*Records shown:*
================================

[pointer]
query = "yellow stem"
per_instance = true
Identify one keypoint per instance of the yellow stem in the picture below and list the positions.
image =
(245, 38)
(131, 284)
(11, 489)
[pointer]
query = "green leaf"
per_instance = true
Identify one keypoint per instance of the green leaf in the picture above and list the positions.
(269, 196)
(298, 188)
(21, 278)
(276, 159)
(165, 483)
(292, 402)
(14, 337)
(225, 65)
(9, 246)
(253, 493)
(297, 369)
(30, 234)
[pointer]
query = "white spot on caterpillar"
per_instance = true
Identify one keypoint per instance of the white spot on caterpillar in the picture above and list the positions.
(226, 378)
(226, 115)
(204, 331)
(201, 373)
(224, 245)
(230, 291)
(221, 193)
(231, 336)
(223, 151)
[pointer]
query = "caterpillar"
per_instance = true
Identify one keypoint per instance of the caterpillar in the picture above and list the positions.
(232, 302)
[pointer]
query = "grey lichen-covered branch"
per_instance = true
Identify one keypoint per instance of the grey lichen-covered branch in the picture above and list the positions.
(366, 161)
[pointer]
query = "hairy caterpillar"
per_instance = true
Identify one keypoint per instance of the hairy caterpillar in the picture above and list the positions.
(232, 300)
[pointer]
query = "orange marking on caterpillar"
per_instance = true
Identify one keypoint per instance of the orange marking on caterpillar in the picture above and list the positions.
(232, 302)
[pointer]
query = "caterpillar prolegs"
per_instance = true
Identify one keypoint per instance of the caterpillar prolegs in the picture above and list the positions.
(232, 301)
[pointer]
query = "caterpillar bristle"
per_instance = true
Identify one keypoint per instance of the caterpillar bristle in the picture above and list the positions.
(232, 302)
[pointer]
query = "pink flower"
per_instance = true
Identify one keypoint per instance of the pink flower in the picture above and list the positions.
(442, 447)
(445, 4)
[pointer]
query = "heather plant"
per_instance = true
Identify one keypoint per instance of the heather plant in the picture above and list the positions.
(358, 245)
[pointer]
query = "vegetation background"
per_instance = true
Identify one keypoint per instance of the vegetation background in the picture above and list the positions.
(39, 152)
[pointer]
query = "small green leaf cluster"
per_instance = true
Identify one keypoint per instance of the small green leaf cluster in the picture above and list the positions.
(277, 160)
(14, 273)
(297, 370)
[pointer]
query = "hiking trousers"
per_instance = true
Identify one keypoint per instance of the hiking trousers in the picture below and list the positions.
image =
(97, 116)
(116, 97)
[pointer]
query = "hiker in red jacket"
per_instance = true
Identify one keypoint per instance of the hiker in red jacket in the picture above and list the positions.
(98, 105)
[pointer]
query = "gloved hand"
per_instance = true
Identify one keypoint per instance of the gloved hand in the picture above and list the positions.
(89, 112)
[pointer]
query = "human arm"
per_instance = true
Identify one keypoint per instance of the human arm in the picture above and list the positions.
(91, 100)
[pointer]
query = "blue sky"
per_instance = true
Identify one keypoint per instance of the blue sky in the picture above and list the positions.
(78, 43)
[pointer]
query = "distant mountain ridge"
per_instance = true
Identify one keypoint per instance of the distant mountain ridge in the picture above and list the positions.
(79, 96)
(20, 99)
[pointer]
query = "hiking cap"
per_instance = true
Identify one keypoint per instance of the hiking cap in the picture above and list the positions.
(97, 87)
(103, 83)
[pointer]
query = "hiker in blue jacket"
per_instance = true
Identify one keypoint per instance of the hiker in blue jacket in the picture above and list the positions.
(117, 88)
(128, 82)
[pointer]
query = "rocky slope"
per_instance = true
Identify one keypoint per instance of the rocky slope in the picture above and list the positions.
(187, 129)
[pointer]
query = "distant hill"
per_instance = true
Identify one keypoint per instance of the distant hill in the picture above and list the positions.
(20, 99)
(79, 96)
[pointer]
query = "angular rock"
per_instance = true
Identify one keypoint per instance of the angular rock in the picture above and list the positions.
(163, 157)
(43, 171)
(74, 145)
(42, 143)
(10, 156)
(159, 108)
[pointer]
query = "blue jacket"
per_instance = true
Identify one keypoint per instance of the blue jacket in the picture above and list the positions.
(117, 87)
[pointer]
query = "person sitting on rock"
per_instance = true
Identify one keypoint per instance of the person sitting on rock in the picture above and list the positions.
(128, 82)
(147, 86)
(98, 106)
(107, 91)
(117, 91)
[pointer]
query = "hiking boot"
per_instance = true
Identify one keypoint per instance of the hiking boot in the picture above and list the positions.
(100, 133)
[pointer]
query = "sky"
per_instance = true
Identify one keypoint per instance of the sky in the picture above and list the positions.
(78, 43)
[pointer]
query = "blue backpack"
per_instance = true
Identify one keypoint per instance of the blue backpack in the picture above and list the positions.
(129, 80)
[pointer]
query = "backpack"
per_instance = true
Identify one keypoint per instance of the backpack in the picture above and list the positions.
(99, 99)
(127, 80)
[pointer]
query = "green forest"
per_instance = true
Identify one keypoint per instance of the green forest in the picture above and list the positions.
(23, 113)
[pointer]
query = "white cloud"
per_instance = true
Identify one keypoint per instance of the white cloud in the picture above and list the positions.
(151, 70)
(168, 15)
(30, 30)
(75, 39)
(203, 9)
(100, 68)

================================

*Exercise aim:*
Transcribe all the entries, keeping each one exactly as it is.

*Complete response:*
[pointer]
query = "yellow stem"
per_instance = true
Identify one keypoint per instance of the yellow stem in the picture below and list the positions.
image =
(245, 38)
(131, 284)
(11, 489)
[pointer]
query = "green leaf"
per_instance = true
Identify one keypoint per instance of the green leaf in the picture above and list the positions.
(269, 196)
(298, 188)
(21, 278)
(276, 159)
(165, 483)
(292, 402)
(14, 337)
(225, 65)
(9, 246)
(253, 493)
(297, 369)
(30, 234)
[pointer]
query = "white spot on caterpillar"
per_instance = true
Identify one keypoint per instance of the white spot on caterpillar in the picture above and list the positions.
(226, 378)
(226, 115)
(204, 331)
(201, 373)
(224, 245)
(230, 291)
(221, 193)
(231, 336)
(223, 151)
[pointer]
query = "caterpillar"
per_instance = true
Identify one keypoint per instance of the caterpillar in the picture above and list the positions.
(232, 302)
[pointer]
query = "grey lichen-covered branch"
per_instance = true
Identify one keypoint per instance of the grey lichen-covered branch in the picture above and list the positions.
(366, 161)
[pointer]
query = "hairy caterpillar"
per_instance = true
Identify one keypoint per instance of the hairy caterpillar in the picture above and list the positions.
(232, 300)
[pointer]
query = "orange marking on caterpillar"
per_instance = true
Identify one keypoint per instance of the orange marking on caterpillar in the picture above and list the positions.
(232, 302)
[pointer]
query = "caterpillar prolegs"
per_instance = true
Identify one keypoint per instance of the caterpillar prolegs in the picture above and list the positions.
(232, 301)
[pointer]
query = "caterpillar bristle"
per_instance = true
Identify one keypoint per instance of the caterpillar bristle in the picture above and list the positions.
(232, 302)
[pointer]
query = "pink flower"
per_instance = true
Identify one keypoint per instance of the pink flower in the picture above and list the positions.
(442, 447)
(445, 4)
[pointer]
query = "heather plant"
per_instance = true
Identify one keypoint per instance of the heather plant in the picture above and list the positions.
(358, 245)
[pointer]
query = "vegetation background"
per_instance = true
Identify one keypoint per instance of the vegetation background in the picture above and list the positions.
(39, 152)
[pointer]
query = "small green leaf cluster"
per_instance = true
Identify one keypoint per instance of the small green leaf cluster in the picture above and list the positions.
(277, 160)
(14, 273)
(297, 370)
[pointer]
query = "hiking trousers"
per_instance = true
Identify one keypoint per instance of the hiking trousers in the picture below and list the positions.
image =
(97, 116)
(116, 97)
[pointer]
query = "hiker in red jacket"
per_instance = true
Identify one keypoint per instance of the hiker in red jacket in the picture above and list the positions.
(98, 105)
[pointer]
query = "gloved hand"
per_instance = true
Identify one keypoint per instance of the gloved hand in the picture above and list the positions.
(89, 112)
[pointer]
query = "human arm"
per_instance = true
Identify one keypoint per instance of the human arm in the picture above and list the positions.
(91, 100)
[pointer]
query = "blue sky"
per_instance = true
Identify one keypoint per instance of the blue sky in the picture above and list the positions.
(78, 43)
[pointer]
query = "distant mountain ridge"
per_instance = true
Identify one keypoint per instance of the distant mountain ridge in the picture above and list the positions.
(79, 96)
(20, 99)
[pointer]
query = "hiking cap"
per_instance = true
Identify one keypoint per instance of the hiking cap in the picture above and list the positions.
(97, 87)
(103, 83)
[pointer]
query = "hiker in blue jacket"
per_instance = true
Identify one keypoint per instance of the hiker in blue jacket in the picture above and list the positions.
(117, 88)
(128, 82)
[pointer]
query = "rocky slope"
per_instance = true
Identify one keypoint per instance of the rocky slope in the picture above and list the positions.
(187, 129)
[pointer]
query = "distant hill"
per_instance = true
Identify one keypoint per instance of the distant hill in the picture above and list the positions.
(20, 99)
(79, 96)
[pointer]
query = "angular rock"
per_instance = true
Identify one keypoint per instance of the angular rock in the picture above and list the positions.
(163, 157)
(43, 171)
(74, 145)
(42, 143)
(10, 156)
(159, 108)
[pointer]
query = "blue jacket"
per_instance = true
Identify one keypoint per instance of the blue jacket in the picture above and list the positions.
(117, 87)
[pointer]
query = "person sitting on rock"
per_instance = true
Identify one keypoint per instance of the person sitting on rock in the picture above and list the positions.
(128, 82)
(147, 86)
(98, 106)
(107, 91)
(117, 91)
[pointer]
query = "hiking boot"
per_instance = true
Identify one keypoint per instance of the hiking boot in the picture above and list the positions.
(100, 133)
[pointer]
query = "sky"
per_instance = true
Identify one keypoint per instance of the sky in the picture above and list the positions.
(78, 43)
[pointer]
query = "blue backpack"
per_instance = true
Identify one keypoint per instance of the blue backpack in the picture above and list the positions.
(129, 80)
[pointer]
query = "backpack"
per_instance = true
Identify one keypoint per instance of the backpack in the picture above and list the positions.
(99, 99)
(127, 80)
[pointer]
query = "green forest"
per_instance = true
Identify one keypoint per instance of the green forest in the picture above and list the positions.
(23, 113)
[pointer]
query = "white cloud"
per_instance = true
Identify one keypoint per instance of the white cloud in the picture above and list the positions.
(151, 70)
(168, 15)
(30, 30)
(75, 39)
(203, 9)
(100, 68)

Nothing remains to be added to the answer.